EXERCISE BRIEF:
Your output should contain every record, unchanged.

Collected data entries
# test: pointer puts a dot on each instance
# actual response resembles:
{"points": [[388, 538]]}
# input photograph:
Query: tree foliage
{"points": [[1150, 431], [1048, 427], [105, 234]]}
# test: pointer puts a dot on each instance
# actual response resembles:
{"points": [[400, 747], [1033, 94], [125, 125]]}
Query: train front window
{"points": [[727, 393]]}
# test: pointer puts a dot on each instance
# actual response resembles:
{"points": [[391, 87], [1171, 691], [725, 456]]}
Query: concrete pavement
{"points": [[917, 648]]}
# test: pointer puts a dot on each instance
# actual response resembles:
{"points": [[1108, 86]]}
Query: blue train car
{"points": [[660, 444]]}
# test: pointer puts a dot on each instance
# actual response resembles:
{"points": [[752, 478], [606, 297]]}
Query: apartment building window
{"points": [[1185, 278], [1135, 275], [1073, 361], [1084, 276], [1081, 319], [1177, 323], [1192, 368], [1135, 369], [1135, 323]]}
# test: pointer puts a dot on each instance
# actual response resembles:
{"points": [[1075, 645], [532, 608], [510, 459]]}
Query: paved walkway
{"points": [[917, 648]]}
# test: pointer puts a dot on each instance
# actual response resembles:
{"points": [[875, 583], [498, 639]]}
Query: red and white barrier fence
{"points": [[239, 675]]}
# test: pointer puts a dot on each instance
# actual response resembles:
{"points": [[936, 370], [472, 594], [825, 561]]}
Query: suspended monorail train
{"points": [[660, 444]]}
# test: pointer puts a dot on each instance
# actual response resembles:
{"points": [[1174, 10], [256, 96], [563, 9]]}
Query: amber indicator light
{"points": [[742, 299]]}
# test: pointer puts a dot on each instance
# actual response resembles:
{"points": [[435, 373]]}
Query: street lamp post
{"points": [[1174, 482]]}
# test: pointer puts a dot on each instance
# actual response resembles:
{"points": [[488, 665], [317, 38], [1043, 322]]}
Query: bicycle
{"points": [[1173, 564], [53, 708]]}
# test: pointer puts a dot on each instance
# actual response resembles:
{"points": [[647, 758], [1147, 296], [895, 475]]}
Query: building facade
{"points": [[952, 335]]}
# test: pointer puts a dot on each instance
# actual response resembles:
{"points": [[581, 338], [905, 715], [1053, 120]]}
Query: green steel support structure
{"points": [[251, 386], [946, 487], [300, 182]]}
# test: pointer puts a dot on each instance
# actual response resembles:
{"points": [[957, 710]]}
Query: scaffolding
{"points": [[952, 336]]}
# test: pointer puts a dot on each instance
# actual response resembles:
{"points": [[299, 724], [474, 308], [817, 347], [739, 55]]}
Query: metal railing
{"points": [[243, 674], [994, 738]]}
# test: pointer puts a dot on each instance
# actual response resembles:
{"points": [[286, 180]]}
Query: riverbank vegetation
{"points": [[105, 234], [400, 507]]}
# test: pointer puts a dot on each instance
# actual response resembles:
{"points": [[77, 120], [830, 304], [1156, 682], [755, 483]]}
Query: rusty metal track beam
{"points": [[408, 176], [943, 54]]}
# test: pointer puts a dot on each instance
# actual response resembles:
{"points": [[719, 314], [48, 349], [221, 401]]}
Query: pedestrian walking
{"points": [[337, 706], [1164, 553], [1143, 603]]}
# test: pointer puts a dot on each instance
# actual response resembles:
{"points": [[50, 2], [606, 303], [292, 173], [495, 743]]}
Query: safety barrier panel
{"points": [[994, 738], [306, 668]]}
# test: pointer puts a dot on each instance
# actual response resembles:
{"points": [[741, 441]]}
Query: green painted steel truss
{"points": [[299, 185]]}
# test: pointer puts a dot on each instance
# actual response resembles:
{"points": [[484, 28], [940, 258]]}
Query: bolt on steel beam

REPLY TO THE EXERCISE:
# test: pointer puts a dot on each instance
# actual response resembles:
{"points": [[388, 538]]}
# input photograph:
Query: tree foliage
{"points": [[1150, 431], [1048, 427], [105, 234]]}
# test: pointer puts a dot on each instance
# actual response resembles:
{"points": [[400, 747], [1033, 94], [125, 125]]}
Query: train front window
{"points": [[727, 393]]}
# test: pointer puts a dot on each instance
# actual response resembles:
{"points": [[391, 87], [1171, 691], [725, 456]]}
Query: concrete pavement
{"points": [[917, 648]]}
# test: pointer puts a dot on each instance
# actual response resembles:
{"points": [[1108, 86]]}
Query: blue train car
{"points": [[660, 444]]}
# test: pointer puts a dot on each instance
# actual response resembles:
{"points": [[752, 478], [606, 297]]}
Query: apartment building window
{"points": [[1185, 278], [1135, 275], [1073, 361], [1084, 276], [1081, 319], [1177, 323], [1192, 368], [1135, 369], [1135, 323]]}
# test: pointer puts a dot on each instance
# actual response resembles:
{"points": [[1075, 645], [532, 608], [510, 459]]}
Query: paved walkway
{"points": [[917, 648]]}
# test: pointer puts a dot on each instance
# actual response resembles:
{"points": [[875, 583], [498, 639]]}
Query: red and white barrier fence
{"points": [[239, 675]]}
# test: pointer puts a dot on each instance
# actual response resembles:
{"points": [[936, 370], [472, 594], [825, 561]]}
Query: suspended monorail train
{"points": [[660, 444]]}
# test: pointer puts a dot on each instance
# actual response resembles:
{"points": [[1174, 10], [256, 96], [563, 9]]}
Query: amber indicator light
{"points": [[742, 299]]}
# test: pointer puts a dot on each instance
# actual response resembles:
{"points": [[435, 373]]}
Query: street lamp post
{"points": [[1174, 482]]}
# test: pointer puts a dot on each instance
# actual response resembles:
{"points": [[488, 665], [317, 38], [1043, 322]]}
Query: bicycle
{"points": [[1173, 564], [53, 708]]}
# test: pointer puts a dot on each instance
# actual response resembles:
{"points": [[647, 758], [1147, 296], [895, 475]]}
Query: building facade
{"points": [[952, 335]]}
# test: pointer puts a dot on each instance
# actual response resembles:
{"points": [[581, 338], [905, 715], [1053, 120]]}
Query: green steel support structure
{"points": [[251, 386], [946, 487], [300, 182]]}
# test: pointer puts a dot on each instance
# actual response resembles:
{"points": [[957, 710]]}
Query: scaffolding
{"points": [[952, 336]]}
# test: pointer puts a dot on each instance
# actual response resembles:
{"points": [[299, 724], [474, 308], [817, 347], [739, 55]]}
Query: metal railing
{"points": [[243, 674], [994, 738]]}
# test: pointer puts a dot on each instance
# actual response resembles:
{"points": [[286, 180]]}
Query: riverbank vegetation
{"points": [[105, 234], [400, 507]]}
# test: pointer puts a dot on each instance
# actual response resembles:
{"points": [[77, 120], [830, 304], [1156, 682], [755, 483]]}
Query: rusty metal track beam
{"points": [[408, 176], [943, 54]]}
# test: pointer puts a dot on each instance
# actual response resembles:
{"points": [[719, 314], [48, 349], [221, 401]]}
Query: pedestrian walking
{"points": [[337, 706], [1164, 553], [1143, 603]]}
# test: pointer puts a dot on each instance
# actual response resembles:
{"points": [[50, 2], [606, 303], [292, 173], [495, 743]]}
Query: safety barrier panel
{"points": [[994, 738], [306, 668]]}
# test: pointer puts a dot on each instance
# actual response resembles:
{"points": [[741, 441]]}
Query: green painted steel truss
{"points": [[299, 185]]}
# test: pointer puts a dot on each instance
# actual response resembles:
{"points": [[484, 28], [940, 258]]}
Query: bolt on steel beam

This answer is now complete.